[Records from a data source]
• • •
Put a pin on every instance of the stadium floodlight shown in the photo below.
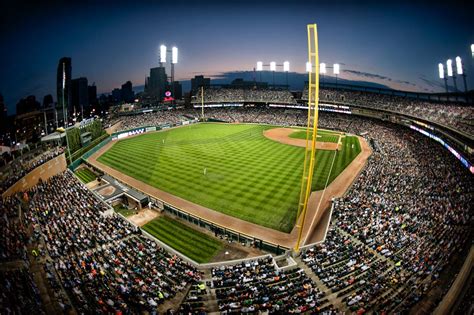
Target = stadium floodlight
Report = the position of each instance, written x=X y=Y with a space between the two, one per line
x=441 y=70
x=163 y=53
x=449 y=67
x=273 y=66
x=458 y=65
x=64 y=76
x=174 y=55
x=322 y=68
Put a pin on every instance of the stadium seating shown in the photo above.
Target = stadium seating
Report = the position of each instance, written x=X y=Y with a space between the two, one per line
x=456 y=116
x=391 y=238
x=240 y=95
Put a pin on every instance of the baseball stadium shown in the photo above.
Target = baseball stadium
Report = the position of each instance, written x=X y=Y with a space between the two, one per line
x=245 y=198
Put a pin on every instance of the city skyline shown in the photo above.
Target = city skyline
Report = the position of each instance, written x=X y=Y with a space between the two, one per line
x=398 y=45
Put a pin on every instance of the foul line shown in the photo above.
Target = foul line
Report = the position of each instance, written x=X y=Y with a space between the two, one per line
x=321 y=199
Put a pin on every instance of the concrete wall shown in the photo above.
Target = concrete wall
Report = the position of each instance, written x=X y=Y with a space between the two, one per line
x=114 y=128
x=44 y=171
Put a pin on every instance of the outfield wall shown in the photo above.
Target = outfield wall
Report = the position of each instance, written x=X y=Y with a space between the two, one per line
x=44 y=171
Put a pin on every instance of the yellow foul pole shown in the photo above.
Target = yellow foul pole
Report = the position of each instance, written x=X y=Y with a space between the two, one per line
x=202 y=103
x=311 y=131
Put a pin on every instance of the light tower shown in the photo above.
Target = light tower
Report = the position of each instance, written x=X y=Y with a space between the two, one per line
x=162 y=55
x=335 y=69
x=443 y=77
x=260 y=69
x=273 y=69
x=322 y=70
x=286 y=68
x=449 y=67
x=460 y=71
x=174 y=60
x=65 y=114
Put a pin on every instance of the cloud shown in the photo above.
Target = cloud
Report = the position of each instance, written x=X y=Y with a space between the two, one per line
x=374 y=76
x=431 y=83
x=367 y=75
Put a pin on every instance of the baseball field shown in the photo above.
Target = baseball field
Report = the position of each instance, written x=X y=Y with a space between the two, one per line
x=230 y=168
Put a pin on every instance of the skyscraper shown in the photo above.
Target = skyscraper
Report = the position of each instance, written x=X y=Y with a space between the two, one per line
x=157 y=82
x=177 y=90
x=127 y=92
x=92 y=90
x=117 y=95
x=64 y=65
x=47 y=101
x=79 y=94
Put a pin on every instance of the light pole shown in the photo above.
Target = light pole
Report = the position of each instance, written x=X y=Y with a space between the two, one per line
x=322 y=70
x=335 y=69
x=286 y=68
x=460 y=71
x=273 y=69
x=443 y=77
x=260 y=69
x=65 y=114
x=449 y=67
x=174 y=60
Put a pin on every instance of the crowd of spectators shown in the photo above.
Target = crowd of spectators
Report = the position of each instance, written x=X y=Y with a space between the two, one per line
x=103 y=262
x=401 y=222
x=21 y=166
x=18 y=293
x=455 y=115
x=391 y=237
x=241 y=95
x=257 y=286
x=168 y=117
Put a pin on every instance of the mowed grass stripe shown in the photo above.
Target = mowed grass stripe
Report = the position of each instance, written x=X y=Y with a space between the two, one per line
x=194 y=244
x=247 y=175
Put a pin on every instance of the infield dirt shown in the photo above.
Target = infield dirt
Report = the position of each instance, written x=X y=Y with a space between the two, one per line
x=317 y=216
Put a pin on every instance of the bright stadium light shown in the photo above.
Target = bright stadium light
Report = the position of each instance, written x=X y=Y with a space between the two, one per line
x=174 y=55
x=322 y=68
x=458 y=65
x=441 y=71
x=449 y=66
x=273 y=66
x=163 y=53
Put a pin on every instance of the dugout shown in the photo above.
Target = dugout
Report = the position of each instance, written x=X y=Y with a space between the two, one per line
x=112 y=190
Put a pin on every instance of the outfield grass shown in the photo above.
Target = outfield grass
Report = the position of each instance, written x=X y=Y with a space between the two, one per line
x=196 y=245
x=85 y=175
x=247 y=175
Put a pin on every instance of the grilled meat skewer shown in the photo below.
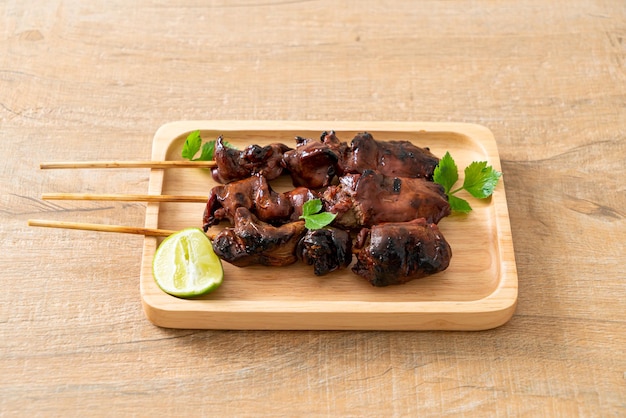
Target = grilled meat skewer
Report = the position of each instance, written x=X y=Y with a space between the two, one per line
x=315 y=162
x=371 y=198
x=396 y=253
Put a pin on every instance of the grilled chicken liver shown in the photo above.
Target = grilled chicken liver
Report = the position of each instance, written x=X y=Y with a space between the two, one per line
x=395 y=253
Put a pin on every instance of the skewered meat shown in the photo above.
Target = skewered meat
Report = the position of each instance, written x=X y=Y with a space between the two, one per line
x=315 y=162
x=395 y=253
x=312 y=164
x=371 y=198
x=233 y=164
x=391 y=158
x=252 y=241
x=326 y=249
x=255 y=194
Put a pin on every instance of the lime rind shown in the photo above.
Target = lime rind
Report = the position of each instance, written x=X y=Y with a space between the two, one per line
x=185 y=264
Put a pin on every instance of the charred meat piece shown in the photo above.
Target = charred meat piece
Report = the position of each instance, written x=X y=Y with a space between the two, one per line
x=326 y=249
x=391 y=158
x=395 y=253
x=372 y=198
x=253 y=193
x=233 y=164
x=252 y=241
x=312 y=164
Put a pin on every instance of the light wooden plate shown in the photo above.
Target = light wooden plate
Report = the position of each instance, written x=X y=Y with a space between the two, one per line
x=478 y=291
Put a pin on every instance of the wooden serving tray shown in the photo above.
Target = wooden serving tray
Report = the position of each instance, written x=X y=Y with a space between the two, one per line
x=478 y=290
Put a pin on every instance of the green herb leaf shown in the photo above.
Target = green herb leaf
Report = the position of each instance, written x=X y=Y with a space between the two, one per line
x=192 y=145
x=313 y=219
x=207 y=151
x=480 y=181
x=318 y=220
x=311 y=207
x=446 y=173
x=459 y=205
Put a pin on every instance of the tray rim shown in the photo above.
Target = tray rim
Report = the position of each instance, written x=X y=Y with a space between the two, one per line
x=488 y=312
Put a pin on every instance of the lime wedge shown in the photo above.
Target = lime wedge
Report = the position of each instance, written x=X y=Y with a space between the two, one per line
x=185 y=265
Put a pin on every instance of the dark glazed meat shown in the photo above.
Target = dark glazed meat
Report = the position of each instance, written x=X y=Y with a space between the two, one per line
x=395 y=253
x=255 y=194
x=391 y=158
x=326 y=249
x=252 y=241
x=233 y=164
x=372 y=198
x=312 y=164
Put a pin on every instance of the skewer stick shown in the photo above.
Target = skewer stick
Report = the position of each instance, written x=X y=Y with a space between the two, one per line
x=101 y=228
x=124 y=197
x=127 y=164
x=151 y=232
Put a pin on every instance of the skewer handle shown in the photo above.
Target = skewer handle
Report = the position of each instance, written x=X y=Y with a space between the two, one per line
x=101 y=228
x=127 y=164
x=123 y=197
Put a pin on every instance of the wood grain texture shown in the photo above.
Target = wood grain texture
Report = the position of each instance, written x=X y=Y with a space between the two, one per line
x=477 y=291
x=82 y=81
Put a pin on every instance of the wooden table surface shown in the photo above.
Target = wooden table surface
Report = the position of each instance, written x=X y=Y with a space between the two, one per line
x=95 y=80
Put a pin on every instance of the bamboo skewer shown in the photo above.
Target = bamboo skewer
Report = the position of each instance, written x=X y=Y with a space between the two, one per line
x=101 y=228
x=127 y=164
x=124 y=197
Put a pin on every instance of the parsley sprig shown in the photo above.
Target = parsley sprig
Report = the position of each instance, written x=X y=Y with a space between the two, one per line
x=480 y=181
x=313 y=218
x=193 y=144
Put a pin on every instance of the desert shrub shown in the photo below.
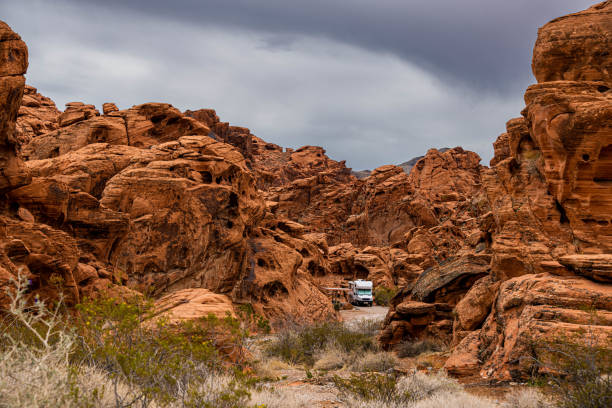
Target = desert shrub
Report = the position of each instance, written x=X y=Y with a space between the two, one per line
x=252 y=319
x=163 y=362
x=415 y=348
x=417 y=390
x=112 y=355
x=383 y=295
x=579 y=369
x=526 y=398
x=372 y=387
x=420 y=385
x=270 y=368
x=373 y=362
x=268 y=397
x=34 y=359
x=330 y=359
x=300 y=344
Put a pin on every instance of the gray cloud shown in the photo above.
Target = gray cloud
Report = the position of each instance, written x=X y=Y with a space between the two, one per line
x=484 y=43
x=373 y=82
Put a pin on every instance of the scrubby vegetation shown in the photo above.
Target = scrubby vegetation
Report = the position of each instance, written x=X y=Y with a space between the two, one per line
x=383 y=295
x=578 y=368
x=418 y=347
x=110 y=353
x=116 y=354
x=301 y=345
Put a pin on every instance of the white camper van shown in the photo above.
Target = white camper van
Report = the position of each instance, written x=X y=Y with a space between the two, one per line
x=360 y=292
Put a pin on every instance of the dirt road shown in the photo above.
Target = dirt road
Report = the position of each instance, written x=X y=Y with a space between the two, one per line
x=358 y=313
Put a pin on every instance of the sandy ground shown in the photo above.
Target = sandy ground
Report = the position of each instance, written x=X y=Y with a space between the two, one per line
x=374 y=312
x=319 y=391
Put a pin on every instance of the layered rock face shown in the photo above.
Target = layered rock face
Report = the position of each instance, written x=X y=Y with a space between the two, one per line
x=143 y=200
x=205 y=215
x=545 y=220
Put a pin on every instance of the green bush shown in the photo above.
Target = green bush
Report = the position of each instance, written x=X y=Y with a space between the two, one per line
x=252 y=319
x=383 y=295
x=109 y=353
x=578 y=368
x=415 y=348
x=164 y=362
x=299 y=345
x=373 y=387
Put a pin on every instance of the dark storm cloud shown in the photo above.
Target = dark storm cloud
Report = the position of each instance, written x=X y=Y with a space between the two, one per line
x=374 y=82
x=487 y=44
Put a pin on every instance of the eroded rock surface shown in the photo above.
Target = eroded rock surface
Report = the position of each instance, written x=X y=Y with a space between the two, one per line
x=193 y=210
x=543 y=220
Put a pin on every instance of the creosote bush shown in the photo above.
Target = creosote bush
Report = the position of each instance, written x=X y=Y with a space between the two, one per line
x=299 y=345
x=383 y=295
x=579 y=369
x=116 y=354
x=415 y=348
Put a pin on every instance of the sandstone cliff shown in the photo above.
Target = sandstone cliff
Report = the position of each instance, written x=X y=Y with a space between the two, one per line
x=187 y=208
x=142 y=200
x=545 y=220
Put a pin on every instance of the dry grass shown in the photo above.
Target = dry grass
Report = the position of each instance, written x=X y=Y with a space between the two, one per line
x=416 y=348
x=330 y=358
x=527 y=398
x=38 y=369
x=373 y=362
x=285 y=398
x=271 y=368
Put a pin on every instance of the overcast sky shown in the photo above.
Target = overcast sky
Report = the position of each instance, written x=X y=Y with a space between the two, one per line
x=373 y=81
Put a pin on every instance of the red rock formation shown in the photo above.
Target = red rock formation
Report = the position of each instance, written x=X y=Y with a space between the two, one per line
x=139 y=200
x=153 y=200
x=13 y=65
x=544 y=219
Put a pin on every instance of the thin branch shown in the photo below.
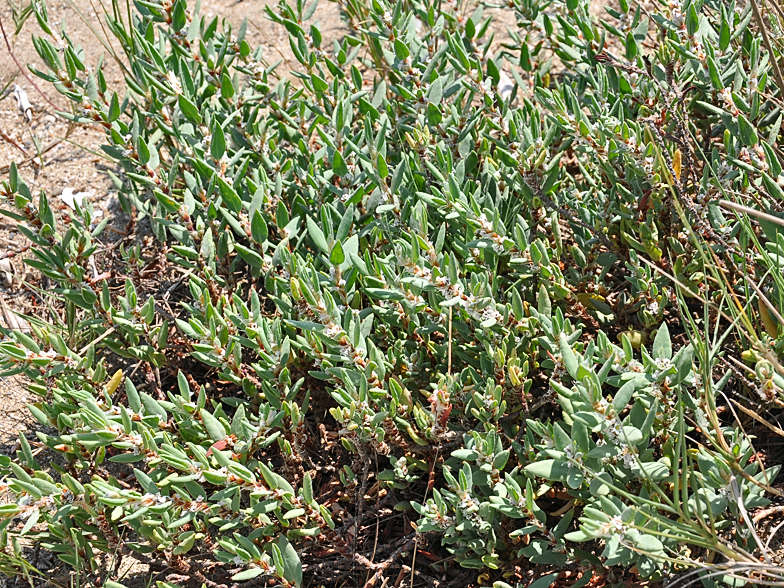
• • •
Work instructions
Copy out again, word for word, everything in the items above from the line containing "Put a pin on every instance of the yellow" down to the line containing "x=168 y=117", including both of those lines.

Expected output
Put a pin on every instance of the yellow foul pole shown in the photo above.
Target = yellow foul pole
Report = the position of each instance, written x=X y=Y with a space between the two, one per line
x=202 y=103
x=311 y=131
Put a pin on every instance of the light tower shown in the photo above.
Target = light tower
Report = the position of each instance, written x=X y=Y with a space between the two, one per line
x=162 y=55
x=335 y=69
x=443 y=77
x=260 y=69
x=273 y=69
x=322 y=70
x=286 y=68
x=449 y=67
x=460 y=71
x=174 y=60
x=65 y=114
Put a pin on every instance of the cloud shown in the photo above.
Target = cloud
Report = the position of each instance, written x=X y=Y with a space between the two, one per line
x=374 y=76
x=431 y=83
x=367 y=75
Put a pin on every instance of the baseball field shown in the photo above.
Target = baseball field
Report = the position of each instance, written x=X y=Y with a space between the two, one per line
x=230 y=168
Put a pin on every instance of the skyscraper shown in the photo above.
Target = skyscraper
Report = the position of each instance, written x=X y=Y with a space between the two, one per line
x=157 y=82
x=177 y=90
x=127 y=92
x=92 y=90
x=117 y=95
x=64 y=65
x=47 y=101
x=79 y=94
Put a pin on every instance of the light pole shown in the photo above.
Target = light pole
Report = the position of each instance, written x=X y=Y with a space between the two, one per line
x=322 y=70
x=335 y=69
x=286 y=68
x=460 y=71
x=273 y=69
x=443 y=77
x=260 y=69
x=65 y=114
x=449 y=67
x=174 y=60
Put a pin on every instance of the crowd of spectators shown in the photo above.
Target = crowd of spectators
Report = the position of each instance, written x=X y=Y with a space between the two, one per line
x=103 y=262
x=401 y=222
x=21 y=166
x=18 y=293
x=455 y=115
x=391 y=237
x=241 y=95
x=257 y=286
x=168 y=117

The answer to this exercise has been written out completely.